:: DATA ROWS ::

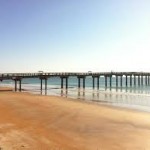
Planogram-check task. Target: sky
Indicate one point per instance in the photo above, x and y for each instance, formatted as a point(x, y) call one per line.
point(74, 35)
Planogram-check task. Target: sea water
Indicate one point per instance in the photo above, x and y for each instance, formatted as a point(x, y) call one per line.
point(134, 97)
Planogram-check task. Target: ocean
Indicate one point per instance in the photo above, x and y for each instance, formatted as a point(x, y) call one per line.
point(132, 97)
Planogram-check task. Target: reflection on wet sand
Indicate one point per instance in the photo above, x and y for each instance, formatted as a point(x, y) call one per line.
point(123, 97)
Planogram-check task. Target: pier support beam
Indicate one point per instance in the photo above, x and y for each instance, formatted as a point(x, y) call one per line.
point(116, 81)
point(130, 80)
point(45, 79)
point(134, 80)
point(138, 80)
point(15, 85)
point(79, 81)
point(95, 77)
point(16, 81)
point(93, 82)
point(145, 80)
point(121, 81)
point(105, 81)
point(20, 85)
point(126, 80)
point(98, 82)
point(142, 80)
point(110, 81)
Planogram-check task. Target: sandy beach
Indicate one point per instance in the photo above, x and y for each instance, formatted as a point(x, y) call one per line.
point(36, 122)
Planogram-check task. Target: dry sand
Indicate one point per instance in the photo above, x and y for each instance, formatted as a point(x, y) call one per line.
point(35, 122)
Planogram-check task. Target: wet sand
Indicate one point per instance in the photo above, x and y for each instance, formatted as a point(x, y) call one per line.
point(36, 122)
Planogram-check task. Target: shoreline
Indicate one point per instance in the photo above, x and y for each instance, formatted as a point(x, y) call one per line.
point(29, 121)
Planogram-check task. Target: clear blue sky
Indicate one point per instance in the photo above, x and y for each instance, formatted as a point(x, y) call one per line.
point(74, 35)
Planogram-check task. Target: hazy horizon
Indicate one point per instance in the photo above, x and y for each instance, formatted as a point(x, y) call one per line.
point(74, 35)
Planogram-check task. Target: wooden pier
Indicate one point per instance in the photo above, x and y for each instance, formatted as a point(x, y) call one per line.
point(135, 78)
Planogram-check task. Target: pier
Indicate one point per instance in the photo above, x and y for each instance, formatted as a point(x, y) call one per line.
point(131, 78)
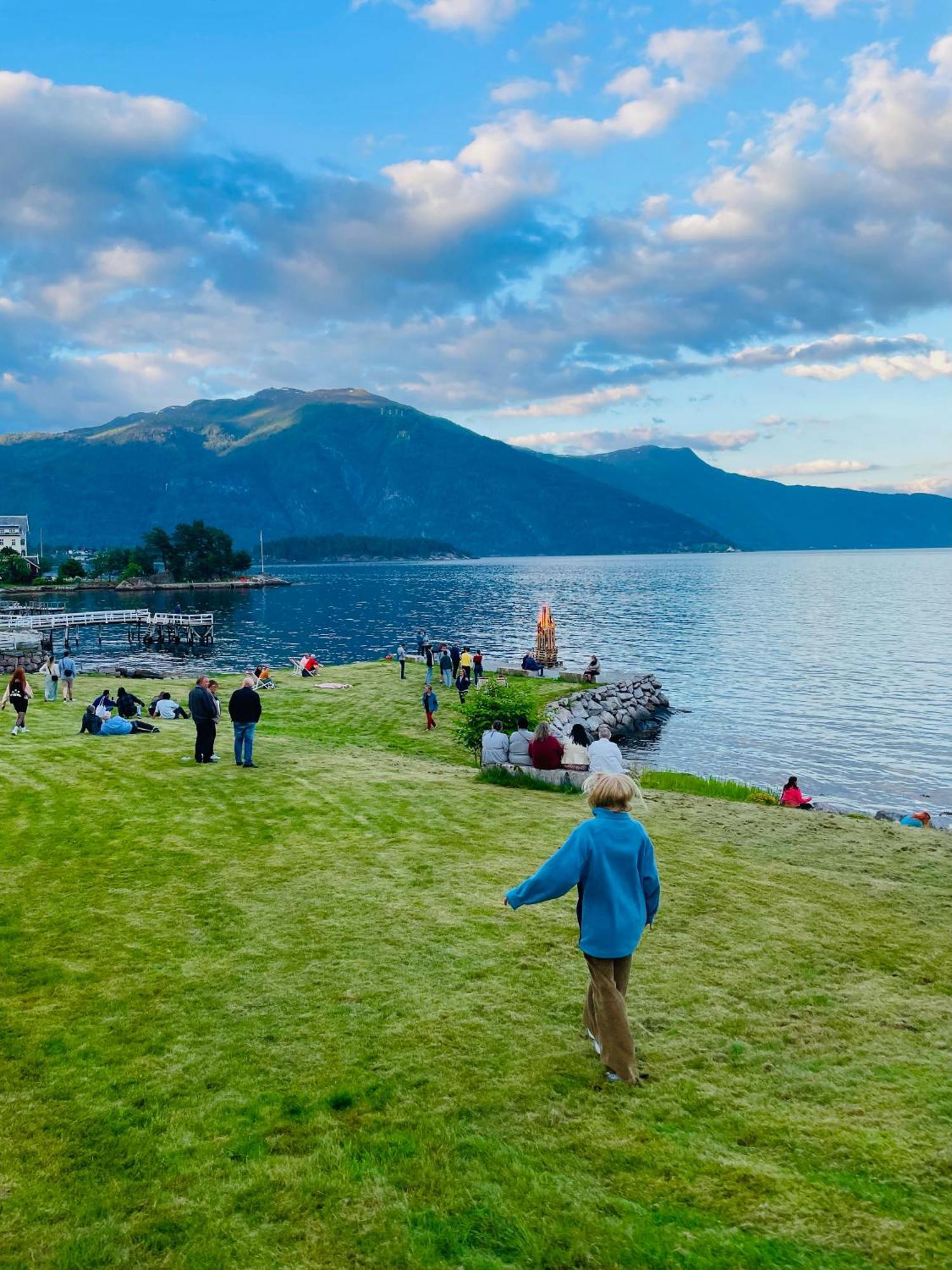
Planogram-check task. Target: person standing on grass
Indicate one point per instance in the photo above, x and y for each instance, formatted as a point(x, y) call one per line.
point(68, 676)
point(50, 671)
point(205, 714)
point(244, 712)
point(463, 684)
point(18, 695)
point(612, 862)
point(431, 705)
point(446, 667)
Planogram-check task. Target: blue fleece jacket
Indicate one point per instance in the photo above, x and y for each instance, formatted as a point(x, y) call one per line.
point(612, 862)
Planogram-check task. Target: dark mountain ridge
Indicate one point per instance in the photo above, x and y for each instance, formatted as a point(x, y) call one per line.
point(764, 515)
point(336, 462)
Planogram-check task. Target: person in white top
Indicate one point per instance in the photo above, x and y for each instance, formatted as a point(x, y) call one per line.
point(496, 746)
point(605, 755)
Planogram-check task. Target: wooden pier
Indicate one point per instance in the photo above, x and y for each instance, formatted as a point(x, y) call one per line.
point(142, 625)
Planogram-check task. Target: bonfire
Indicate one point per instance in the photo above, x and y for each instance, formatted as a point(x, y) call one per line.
point(546, 647)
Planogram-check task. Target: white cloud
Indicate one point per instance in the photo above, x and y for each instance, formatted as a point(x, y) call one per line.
point(596, 441)
point(574, 404)
point(918, 366)
point(520, 91)
point(814, 468)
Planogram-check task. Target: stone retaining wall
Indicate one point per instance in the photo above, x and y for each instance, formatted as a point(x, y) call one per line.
point(628, 707)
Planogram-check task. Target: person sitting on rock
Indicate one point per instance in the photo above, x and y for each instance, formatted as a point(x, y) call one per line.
point(917, 821)
point(496, 746)
point(576, 756)
point(546, 750)
point(791, 796)
point(592, 671)
point(605, 755)
point(520, 744)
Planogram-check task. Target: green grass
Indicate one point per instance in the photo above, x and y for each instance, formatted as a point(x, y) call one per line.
point(524, 782)
point(705, 787)
point(281, 1019)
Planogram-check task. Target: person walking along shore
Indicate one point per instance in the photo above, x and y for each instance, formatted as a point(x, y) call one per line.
point(612, 862)
point(246, 713)
point(205, 713)
point(431, 705)
point(20, 695)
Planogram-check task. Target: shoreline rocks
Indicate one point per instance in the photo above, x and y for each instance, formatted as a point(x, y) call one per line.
point(629, 708)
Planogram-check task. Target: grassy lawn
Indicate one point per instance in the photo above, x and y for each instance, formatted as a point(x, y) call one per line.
point(280, 1019)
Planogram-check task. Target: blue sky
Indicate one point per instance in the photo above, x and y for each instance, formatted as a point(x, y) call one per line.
point(577, 224)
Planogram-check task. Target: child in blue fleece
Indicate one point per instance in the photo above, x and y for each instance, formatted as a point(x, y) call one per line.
point(612, 862)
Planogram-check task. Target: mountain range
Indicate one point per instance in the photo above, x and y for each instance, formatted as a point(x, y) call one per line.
point(289, 463)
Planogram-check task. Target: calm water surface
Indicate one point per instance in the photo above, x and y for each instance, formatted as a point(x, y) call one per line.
point(835, 666)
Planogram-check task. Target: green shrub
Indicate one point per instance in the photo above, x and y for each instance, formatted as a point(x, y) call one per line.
point(524, 782)
point(505, 702)
point(706, 787)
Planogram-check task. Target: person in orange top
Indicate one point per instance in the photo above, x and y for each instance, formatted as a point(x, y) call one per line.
point(791, 796)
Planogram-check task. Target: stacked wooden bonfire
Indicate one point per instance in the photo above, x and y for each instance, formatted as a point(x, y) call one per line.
point(546, 647)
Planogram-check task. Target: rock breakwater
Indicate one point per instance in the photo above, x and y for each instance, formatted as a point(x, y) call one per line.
point(628, 708)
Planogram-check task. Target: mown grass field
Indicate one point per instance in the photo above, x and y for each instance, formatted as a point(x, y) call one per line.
point(280, 1018)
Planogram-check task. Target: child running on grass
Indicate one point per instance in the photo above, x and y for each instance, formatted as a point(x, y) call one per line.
point(612, 862)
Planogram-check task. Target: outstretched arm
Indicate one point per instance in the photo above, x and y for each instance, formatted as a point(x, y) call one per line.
point(651, 882)
point(557, 877)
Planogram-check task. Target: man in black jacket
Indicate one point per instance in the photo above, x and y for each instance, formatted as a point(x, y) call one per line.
point(205, 712)
point(244, 712)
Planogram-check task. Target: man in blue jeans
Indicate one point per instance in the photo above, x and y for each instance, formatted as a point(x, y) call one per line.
point(244, 712)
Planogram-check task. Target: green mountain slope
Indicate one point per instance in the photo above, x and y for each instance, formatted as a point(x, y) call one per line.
point(764, 515)
point(291, 463)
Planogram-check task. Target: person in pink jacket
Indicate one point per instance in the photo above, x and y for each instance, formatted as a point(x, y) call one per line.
point(791, 796)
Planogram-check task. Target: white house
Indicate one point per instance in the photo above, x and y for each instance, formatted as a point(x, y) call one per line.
point(13, 535)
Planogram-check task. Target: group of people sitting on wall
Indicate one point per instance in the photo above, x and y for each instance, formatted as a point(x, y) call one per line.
point(544, 751)
point(532, 666)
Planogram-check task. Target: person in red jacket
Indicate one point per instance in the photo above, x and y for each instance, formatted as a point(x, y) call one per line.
point(545, 750)
point(791, 796)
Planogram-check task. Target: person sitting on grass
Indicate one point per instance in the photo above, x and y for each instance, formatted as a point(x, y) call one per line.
point(520, 744)
point(612, 862)
point(576, 756)
point(91, 722)
point(605, 755)
point(917, 821)
point(128, 704)
point(431, 705)
point(496, 746)
point(167, 708)
point(791, 796)
point(545, 750)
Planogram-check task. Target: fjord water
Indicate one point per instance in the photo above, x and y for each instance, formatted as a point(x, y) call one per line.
point(833, 666)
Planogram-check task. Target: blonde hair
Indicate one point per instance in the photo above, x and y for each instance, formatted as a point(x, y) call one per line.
point(612, 791)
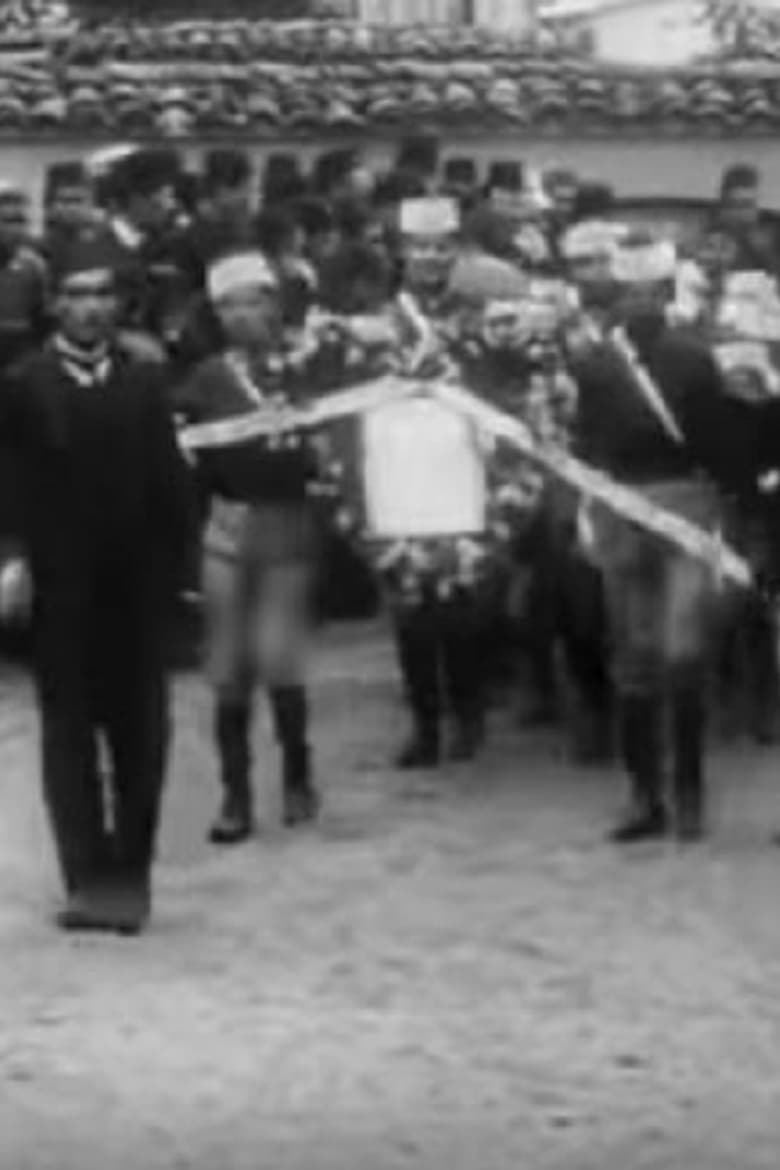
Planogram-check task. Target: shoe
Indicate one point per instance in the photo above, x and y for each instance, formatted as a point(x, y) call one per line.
point(422, 751)
point(301, 806)
point(85, 912)
point(690, 825)
point(689, 783)
point(641, 825)
point(234, 824)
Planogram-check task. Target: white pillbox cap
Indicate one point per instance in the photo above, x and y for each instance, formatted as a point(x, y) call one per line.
point(593, 239)
point(102, 160)
point(644, 265)
point(246, 269)
point(429, 217)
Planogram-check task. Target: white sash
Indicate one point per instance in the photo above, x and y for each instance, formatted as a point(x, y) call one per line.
point(647, 385)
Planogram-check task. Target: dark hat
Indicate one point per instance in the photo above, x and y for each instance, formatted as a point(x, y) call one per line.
point(145, 172)
point(460, 172)
point(594, 200)
point(225, 167)
point(490, 231)
point(397, 186)
point(352, 217)
point(419, 152)
point(740, 174)
point(64, 174)
point(274, 228)
point(313, 215)
point(188, 188)
point(352, 265)
point(331, 169)
point(505, 173)
point(97, 252)
point(281, 165)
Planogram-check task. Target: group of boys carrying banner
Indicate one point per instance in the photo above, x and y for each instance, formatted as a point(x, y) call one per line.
point(460, 508)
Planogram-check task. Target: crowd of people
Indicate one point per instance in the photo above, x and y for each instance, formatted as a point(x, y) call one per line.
point(264, 77)
point(154, 342)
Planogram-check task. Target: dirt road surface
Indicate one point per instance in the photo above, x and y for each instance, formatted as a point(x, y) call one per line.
point(456, 974)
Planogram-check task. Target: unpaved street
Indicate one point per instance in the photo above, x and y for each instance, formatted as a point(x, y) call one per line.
point(455, 975)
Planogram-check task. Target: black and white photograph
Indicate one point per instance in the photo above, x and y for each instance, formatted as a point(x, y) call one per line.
point(390, 584)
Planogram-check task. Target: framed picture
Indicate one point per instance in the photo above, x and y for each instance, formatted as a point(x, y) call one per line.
point(423, 473)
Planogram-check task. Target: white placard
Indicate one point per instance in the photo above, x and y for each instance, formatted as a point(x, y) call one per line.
point(423, 473)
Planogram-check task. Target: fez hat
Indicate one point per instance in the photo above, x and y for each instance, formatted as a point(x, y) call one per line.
point(226, 167)
point(460, 172)
point(313, 215)
point(505, 173)
point(145, 172)
point(64, 174)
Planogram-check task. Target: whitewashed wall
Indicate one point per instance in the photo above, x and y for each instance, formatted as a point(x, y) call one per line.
point(654, 33)
point(411, 12)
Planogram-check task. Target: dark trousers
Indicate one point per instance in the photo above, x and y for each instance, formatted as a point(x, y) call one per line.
point(441, 649)
point(99, 672)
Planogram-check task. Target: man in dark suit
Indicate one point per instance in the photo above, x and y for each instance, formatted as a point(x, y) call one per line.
point(104, 500)
point(653, 412)
point(738, 217)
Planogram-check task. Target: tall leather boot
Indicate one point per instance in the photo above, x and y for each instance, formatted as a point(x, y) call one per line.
point(464, 654)
point(232, 727)
point(418, 651)
point(688, 737)
point(290, 711)
point(641, 733)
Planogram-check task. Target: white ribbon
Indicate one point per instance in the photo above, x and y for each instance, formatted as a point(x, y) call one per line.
point(589, 482)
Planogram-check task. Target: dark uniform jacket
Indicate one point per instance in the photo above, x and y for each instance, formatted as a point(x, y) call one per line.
point(619, 433)
point(252, 472)
point(102, 488)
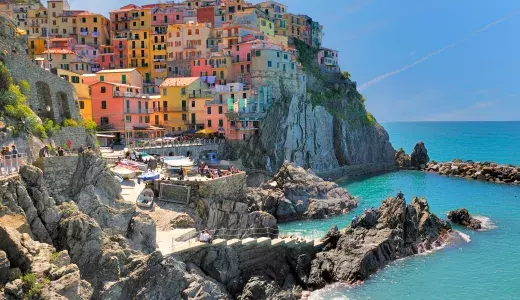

:::

▶ [TASK PROMPT]:
Rewrite the lines of the material from the line with "Planogram-check task. Target: blue fleece" up to and including the line with "point(20, 695)", changing each "Planogram-check" to "Shelf-audit" and leaving everything else unchanged.

▶ [RESPONSE FOR THIS EXERCISE]:
Shelf-audit task. Target: blue fleece jacket
Indicate one point per instance in the photo above, x and y for each instance, formatted as a point(x, y) call one per line.
point(612, 862)
Shelf-audit task. Target: dark mountain ridge
Indicate one point per instance in the photo above, x and y for each instance, formatted as a point(x, y) call one per line.
point(764, 515)
point(336, 462)
Shelf-audit task. Target: person in white top
Indicate one point per instance in the photo above, x and y for each instance, formatted as a point(x, y) call one per line.
point(496, 746)
point(605, 755)
Shelf-audit task. Target: wooden pier
Indicate one point per instance in the photo above, x and y for each instance, formatted as a point(x, y) call one per line.
point(142, 625)
Shelf-audit task. Target: bonfire
Indicate one point per instance in the photo above, x and y for each instance, formatted as a point(x, y) call one per line.
point(546, 647)
Shelf-audit task. Target: white cloud
Indicate one point per instance in the photo above, x and y for each instance, formatted as a point(x, y) call one per line.
point(596, 441)
point(574, 404)
point(918, 366)
point(520, 91)
point(814, 468)
Shelf-audit task. Target: stone retaining wall
Indicate one point per instance in the photo above, x and y for each instance, formatted as a point(x, y) call one per line.
point(628, 707)
Shelf-audit task. Target: person sitting on rock
Indicate one point per instance in the photo above, x and y for each instance, formatted as a point(x, y) call one per line.
point(917, 821)
point(496, 746)
point(576, 756)
point(546, 750)
point(791, 796)
point(592, 671)
point(605, 755)
point(520, 744)
Shelf-audit task. Target: green grass
Indicate one point per instance in the photo above, x and y for each instance, formatted as a point(x, y) call one per line.
point(524, 782)
point(705, 787)
point(281, 1019)
Shelf-audit task. Target: person walking along shore
Indicate one point per instance in the photo above, x and y for each instance, formatted as a point(x, y) call one per line.
point(612, 862)
point(246, 713)
point(205, 713)
point(431, 705)
point(20, 695)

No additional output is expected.